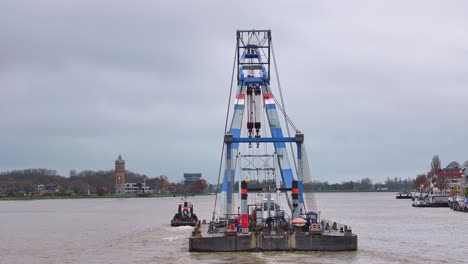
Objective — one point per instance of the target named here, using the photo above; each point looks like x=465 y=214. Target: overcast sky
x=377 y=87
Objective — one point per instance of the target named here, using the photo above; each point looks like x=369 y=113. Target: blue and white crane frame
x=253 y=79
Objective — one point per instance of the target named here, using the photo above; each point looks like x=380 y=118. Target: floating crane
x=255 y=142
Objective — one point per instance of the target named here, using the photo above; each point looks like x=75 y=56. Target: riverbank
x=50 y=197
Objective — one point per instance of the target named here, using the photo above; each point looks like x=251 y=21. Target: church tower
x=120 y=175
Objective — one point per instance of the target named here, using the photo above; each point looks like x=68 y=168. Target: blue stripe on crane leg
x=287 y=178
x=276 y=132
x=301 y=196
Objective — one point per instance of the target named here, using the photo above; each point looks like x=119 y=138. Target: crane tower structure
x=255 y=121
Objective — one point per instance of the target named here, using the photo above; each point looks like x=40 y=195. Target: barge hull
x=270 y=242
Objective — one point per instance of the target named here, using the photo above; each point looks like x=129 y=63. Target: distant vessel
x=404 y=195
x=458 y=203
x=432 y=198
x=185 y=215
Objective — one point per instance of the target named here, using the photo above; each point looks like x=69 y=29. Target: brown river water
x=137 y=230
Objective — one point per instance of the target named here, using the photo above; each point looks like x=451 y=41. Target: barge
x=275 y=209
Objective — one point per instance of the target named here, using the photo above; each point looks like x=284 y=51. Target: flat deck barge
x=292 y=239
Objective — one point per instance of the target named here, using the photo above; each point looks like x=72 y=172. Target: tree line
x=20 y=182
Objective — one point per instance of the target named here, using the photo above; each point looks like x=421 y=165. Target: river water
x=137 y=230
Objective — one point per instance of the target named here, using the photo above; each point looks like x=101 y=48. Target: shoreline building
x=120 y=175
x=190 y=178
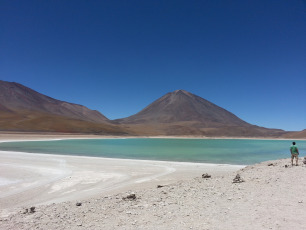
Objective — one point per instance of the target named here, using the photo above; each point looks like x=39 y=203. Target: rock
x=206 y=175
x=32 y=209
x=131 y=196
x=238 y=179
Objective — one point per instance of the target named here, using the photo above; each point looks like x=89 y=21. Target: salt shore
x=168 y=195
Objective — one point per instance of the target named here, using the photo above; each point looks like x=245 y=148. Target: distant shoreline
x=20 y=136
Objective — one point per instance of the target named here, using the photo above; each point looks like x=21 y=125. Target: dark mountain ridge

==*==

-- EXERCISE OBJECTIVE --
Every entry above is to be copied verbatim, with the pictures removed.

-- YOUR SOLUTION --
Objective — one point per instance of the target named here, using the photo above; each point looks like x=465 y=214. Target: overcast sky
x=377 y=87
Objective — one point per instance of the target named here, using the photo above; each point looks like x=369 y=113. Target: blue and white crane frame
x=253 y=79
Objective — one point per instance of the target named here, using the photo above; each point looks like x=380 y=118. Target: floating crane
x=255 y=142
Objective — one point per instance of the target named here, using the photo above; each point looks like x=75 y=56. Target: riverbank
x=50 y=197
Objective — one point per instance of the target named here, using the photo above; each point looks like x=251 y=21. Target: church tower
x=120 y=175
Objective — one point per instance of the target named here, using the photo above; each point looks like x=68 y=168. Target: blue stripe on crane leg
x=287 y=178
x=276 y=132
x=301 y=196
Objective — one point per instance of the target named here, using the photo above; each point looks like x=119 y=138. Target: crane tower structure
x=255 y=121
Objective — one point per instance of the target named here, using the photo above; each point looks like x=40 y=195. Target: barge hull
x=270 y=242
Objective — one point per instance of the target named here, using the photo above; each point looks like x=129 y=63. Target: distant vessel
x=404 y=195
x=458 y=203
x=432 y=198
x=185 y=215
Objective — one point per instance of the target named here, using the photo above; each point looks like x=69 y=29. Target: brown river water
x=137 y=230
Objective — one point per instance of the target named here, using the photo above; each point looks like x=451 y=41. Target: barge
x=275 y=209
Objective — one point per instance of the target named here, using the photo above; each point looks like x=284 y=51. Target: flat deck barge
x=292 y=239
Objective — one point per instance of the target named here, using the photo above; each point looks like x=72 y=172. Target: tree line
x=20 y=182
Objective — one point per instance of the target named here, using the photo above; each point looks like x=421 y=165. Target: river water
x=137 y=230
Objective — one point per instance of the target named here, using the photo above; each point looks like x=101 y=48. Target: shoreline building
x=120 y=175
x=190 y=178
Objective — one point per instance of the target named here, using the photo above; each point looks like x=39 y=203. Target: rock
x=206 y=175
x=32 y=209
x=131 y=196
x=238 y=179
Objective — one point per instance of the target named here, using the photo above; each point looks like x=89 y=21. Target: salt shore
x=168 y=195
Objective — one point per instance of the target named here, using the photo above; each point looks like x=245 y=148. Target: distant shoreline
x=20 y=136
Objective — one point per instance of the target named here, using the photo above; each point looks like x=21 y=125. Target: dark mountain ridge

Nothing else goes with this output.